To do: Identify every line in the source data below that contains the word "distant", and copy each of those lines.

Source data:
+ + + + + + +

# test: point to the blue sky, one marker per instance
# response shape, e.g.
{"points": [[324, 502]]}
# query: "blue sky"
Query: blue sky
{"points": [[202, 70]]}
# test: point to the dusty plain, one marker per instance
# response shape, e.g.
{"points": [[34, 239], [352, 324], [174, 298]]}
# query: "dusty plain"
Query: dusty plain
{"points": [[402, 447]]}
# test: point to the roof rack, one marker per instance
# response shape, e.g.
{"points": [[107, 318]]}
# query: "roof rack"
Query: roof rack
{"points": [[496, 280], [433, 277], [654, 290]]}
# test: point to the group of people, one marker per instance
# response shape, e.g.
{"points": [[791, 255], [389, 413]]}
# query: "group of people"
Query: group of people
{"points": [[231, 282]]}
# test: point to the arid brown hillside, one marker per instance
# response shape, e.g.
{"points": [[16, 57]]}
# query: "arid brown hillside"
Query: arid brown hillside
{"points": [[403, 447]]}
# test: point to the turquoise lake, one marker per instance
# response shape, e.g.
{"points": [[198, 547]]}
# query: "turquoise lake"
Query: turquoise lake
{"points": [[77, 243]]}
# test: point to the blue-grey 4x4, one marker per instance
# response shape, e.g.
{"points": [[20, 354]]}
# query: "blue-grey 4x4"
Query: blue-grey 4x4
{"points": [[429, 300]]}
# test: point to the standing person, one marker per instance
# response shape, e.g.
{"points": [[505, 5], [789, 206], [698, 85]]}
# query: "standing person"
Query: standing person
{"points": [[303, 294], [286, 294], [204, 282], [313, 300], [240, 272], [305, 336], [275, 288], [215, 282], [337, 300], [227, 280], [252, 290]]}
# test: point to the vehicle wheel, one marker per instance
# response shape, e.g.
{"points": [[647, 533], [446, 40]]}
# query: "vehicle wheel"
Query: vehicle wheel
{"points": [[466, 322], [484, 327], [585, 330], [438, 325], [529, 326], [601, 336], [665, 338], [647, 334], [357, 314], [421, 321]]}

+ + + + + + +

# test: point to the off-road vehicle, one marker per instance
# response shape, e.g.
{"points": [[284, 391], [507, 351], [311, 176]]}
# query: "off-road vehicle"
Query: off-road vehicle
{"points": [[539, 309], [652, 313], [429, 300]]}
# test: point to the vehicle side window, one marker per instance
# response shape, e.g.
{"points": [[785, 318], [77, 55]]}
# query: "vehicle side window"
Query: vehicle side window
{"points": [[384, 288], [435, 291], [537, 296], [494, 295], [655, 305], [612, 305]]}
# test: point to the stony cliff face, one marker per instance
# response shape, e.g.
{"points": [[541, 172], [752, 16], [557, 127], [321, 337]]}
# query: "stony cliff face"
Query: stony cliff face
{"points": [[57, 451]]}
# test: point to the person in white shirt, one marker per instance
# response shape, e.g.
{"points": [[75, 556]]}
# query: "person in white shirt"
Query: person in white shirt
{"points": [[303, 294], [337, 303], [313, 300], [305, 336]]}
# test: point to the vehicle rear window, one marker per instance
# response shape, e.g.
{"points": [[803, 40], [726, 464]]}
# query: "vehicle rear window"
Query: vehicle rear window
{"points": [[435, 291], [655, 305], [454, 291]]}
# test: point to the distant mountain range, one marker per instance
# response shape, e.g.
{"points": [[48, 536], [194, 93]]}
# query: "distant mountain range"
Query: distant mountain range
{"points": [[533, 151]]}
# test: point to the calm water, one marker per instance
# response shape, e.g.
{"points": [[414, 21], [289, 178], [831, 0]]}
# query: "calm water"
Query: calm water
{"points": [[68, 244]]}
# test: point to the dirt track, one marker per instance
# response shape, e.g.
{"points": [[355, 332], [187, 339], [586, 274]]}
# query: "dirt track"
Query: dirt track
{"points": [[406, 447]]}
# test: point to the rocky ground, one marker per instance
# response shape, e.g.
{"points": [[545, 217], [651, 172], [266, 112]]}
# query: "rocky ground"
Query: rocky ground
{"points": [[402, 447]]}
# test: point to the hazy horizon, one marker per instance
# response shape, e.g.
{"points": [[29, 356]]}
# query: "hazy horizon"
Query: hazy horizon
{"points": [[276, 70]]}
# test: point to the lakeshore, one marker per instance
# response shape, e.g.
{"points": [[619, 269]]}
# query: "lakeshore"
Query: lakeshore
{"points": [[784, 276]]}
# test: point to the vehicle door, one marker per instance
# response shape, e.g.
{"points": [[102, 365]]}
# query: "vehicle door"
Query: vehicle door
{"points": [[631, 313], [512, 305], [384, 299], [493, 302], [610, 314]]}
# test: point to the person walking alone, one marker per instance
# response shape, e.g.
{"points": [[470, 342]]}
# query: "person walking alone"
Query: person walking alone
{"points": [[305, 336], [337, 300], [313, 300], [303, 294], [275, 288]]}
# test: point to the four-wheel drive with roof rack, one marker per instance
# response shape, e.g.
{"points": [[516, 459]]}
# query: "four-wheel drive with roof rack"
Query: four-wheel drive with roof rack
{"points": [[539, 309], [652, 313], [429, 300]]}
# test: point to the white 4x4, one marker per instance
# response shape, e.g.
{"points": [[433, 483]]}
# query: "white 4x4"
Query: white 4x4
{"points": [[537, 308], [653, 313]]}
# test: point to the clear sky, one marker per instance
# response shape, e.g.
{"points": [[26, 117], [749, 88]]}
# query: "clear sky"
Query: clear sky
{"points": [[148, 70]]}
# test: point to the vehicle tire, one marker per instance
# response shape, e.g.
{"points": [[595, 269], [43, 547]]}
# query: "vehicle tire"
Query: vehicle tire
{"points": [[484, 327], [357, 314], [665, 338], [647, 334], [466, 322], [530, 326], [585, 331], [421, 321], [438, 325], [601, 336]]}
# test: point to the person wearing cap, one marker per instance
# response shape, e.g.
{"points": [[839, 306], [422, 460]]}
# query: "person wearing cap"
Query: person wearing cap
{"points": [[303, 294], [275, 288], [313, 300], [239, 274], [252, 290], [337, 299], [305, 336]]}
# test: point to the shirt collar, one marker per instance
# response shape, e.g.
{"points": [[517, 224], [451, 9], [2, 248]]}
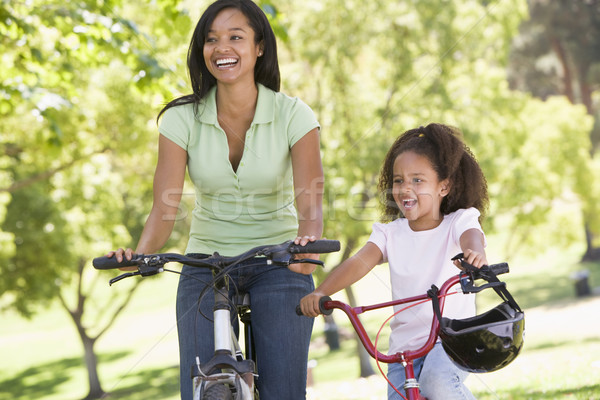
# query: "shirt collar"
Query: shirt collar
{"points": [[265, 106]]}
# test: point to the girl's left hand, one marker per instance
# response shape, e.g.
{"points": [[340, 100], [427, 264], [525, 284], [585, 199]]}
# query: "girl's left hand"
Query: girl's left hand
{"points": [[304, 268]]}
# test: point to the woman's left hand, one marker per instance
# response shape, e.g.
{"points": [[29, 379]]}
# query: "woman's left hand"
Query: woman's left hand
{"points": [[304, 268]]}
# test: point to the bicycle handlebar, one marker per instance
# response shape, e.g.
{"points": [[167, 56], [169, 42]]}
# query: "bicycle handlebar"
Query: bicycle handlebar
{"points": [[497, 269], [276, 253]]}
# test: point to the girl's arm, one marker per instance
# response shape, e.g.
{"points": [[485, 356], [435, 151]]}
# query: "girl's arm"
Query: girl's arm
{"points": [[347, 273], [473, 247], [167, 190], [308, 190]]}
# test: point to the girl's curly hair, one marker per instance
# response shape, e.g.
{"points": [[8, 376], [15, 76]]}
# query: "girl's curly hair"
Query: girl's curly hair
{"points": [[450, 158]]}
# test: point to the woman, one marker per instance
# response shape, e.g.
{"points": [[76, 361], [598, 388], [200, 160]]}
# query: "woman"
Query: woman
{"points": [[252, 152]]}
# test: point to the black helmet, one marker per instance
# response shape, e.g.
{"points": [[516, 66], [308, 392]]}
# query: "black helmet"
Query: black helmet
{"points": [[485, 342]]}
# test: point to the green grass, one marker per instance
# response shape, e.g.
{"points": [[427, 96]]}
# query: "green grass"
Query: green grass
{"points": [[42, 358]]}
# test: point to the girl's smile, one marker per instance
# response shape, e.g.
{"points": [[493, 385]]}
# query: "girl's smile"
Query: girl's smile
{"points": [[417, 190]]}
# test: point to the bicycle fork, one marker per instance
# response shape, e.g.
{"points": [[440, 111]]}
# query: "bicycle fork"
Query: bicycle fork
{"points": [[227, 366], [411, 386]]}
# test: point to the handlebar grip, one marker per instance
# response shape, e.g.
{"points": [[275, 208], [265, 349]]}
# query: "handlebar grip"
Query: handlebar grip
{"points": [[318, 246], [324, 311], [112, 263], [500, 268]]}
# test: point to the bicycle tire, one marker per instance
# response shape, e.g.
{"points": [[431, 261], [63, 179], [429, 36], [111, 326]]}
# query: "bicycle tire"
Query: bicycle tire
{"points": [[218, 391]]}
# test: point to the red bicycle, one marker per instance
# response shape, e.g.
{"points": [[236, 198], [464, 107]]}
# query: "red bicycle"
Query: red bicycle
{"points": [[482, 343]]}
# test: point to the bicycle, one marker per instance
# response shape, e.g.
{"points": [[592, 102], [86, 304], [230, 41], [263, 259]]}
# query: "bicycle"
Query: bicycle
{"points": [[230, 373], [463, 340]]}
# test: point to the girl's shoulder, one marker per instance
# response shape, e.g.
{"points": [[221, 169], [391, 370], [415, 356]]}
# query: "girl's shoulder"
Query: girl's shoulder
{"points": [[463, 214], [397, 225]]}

+ + + + + + +

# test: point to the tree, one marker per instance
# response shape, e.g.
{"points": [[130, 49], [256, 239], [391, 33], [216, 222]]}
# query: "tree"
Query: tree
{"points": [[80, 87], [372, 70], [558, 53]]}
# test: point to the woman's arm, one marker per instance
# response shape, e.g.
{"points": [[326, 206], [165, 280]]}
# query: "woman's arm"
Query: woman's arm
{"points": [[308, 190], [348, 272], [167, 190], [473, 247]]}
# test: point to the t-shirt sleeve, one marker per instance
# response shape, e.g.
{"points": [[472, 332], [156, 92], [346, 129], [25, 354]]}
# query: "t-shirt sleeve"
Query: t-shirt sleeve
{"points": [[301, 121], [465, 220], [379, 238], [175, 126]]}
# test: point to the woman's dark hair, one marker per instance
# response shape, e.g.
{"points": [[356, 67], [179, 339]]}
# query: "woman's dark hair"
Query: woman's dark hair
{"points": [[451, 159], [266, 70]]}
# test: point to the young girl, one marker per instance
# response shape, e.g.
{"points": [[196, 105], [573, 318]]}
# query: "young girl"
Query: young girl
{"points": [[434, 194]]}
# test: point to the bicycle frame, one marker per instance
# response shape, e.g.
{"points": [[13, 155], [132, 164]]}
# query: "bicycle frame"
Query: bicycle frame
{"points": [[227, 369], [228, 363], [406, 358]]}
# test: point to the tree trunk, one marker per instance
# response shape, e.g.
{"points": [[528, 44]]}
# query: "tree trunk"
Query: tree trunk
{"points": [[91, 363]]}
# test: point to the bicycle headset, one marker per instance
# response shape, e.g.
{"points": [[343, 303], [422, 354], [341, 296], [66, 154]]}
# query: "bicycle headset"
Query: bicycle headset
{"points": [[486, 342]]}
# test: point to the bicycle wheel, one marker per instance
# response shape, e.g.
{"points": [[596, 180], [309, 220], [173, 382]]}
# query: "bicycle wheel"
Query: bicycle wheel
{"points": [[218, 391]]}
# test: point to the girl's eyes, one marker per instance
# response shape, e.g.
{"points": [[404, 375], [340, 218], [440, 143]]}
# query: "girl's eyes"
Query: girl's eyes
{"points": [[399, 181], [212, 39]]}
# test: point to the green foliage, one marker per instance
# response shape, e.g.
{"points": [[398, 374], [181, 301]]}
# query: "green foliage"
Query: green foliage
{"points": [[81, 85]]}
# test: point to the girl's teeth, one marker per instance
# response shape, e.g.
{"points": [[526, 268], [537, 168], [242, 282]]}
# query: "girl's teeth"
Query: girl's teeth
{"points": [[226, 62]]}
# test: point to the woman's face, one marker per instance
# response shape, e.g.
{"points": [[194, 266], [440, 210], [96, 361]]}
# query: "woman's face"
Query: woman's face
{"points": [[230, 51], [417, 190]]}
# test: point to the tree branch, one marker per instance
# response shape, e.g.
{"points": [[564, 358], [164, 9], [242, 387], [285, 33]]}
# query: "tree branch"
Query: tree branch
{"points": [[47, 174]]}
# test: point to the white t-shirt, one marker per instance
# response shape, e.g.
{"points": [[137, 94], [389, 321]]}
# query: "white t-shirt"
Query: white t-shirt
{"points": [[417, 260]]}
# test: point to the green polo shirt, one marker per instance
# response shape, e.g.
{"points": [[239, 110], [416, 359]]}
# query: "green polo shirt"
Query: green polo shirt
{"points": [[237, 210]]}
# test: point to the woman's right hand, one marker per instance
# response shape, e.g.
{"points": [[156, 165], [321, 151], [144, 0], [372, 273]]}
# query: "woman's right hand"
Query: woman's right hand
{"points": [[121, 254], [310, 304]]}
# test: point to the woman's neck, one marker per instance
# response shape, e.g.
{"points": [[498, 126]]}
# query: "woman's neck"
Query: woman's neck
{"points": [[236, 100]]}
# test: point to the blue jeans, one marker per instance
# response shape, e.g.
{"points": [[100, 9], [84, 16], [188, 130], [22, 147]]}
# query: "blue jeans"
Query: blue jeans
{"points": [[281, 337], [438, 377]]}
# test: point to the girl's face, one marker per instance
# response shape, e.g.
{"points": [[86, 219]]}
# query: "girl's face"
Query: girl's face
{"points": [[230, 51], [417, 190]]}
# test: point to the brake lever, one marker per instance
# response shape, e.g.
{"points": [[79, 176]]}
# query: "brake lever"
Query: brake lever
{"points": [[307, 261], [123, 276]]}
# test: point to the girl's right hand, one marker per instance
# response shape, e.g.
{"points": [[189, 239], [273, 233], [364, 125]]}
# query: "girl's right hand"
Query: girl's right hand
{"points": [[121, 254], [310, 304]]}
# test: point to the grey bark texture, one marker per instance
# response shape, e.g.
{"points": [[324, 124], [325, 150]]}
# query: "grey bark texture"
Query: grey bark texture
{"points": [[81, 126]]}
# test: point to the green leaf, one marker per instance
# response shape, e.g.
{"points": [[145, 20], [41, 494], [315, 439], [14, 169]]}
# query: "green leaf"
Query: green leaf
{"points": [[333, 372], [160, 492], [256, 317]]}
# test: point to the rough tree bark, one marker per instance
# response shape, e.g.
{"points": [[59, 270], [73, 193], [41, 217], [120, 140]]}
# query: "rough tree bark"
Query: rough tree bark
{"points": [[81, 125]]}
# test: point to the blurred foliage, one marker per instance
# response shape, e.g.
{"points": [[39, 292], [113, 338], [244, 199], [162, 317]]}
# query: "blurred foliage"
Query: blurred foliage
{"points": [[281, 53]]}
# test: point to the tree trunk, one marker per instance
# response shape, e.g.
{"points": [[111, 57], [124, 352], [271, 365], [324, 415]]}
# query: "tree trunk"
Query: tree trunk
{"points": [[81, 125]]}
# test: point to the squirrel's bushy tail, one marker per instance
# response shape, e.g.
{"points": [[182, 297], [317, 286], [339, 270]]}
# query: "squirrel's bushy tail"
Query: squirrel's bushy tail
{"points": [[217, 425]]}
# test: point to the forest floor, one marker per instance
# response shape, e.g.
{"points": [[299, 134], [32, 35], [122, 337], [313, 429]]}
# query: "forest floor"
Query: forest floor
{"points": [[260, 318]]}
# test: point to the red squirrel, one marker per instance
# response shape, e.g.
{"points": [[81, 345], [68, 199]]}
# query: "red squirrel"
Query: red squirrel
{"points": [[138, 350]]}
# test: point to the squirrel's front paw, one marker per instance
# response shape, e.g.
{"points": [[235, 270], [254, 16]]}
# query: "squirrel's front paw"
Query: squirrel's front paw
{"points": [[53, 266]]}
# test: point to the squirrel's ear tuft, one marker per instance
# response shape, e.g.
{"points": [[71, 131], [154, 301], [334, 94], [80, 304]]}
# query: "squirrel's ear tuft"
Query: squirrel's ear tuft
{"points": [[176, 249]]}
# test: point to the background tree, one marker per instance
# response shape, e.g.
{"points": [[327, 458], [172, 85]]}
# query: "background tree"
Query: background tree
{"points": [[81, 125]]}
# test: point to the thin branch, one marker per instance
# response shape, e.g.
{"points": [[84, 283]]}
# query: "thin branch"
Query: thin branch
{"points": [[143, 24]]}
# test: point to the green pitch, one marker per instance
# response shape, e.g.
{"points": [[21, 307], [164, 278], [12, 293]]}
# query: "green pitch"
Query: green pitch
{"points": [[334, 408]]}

+ + + + + + +

Exercise response:
# test: point to the distant mountain range, one marker per instance
# query: "distant mountain range"
Query: distant mountain range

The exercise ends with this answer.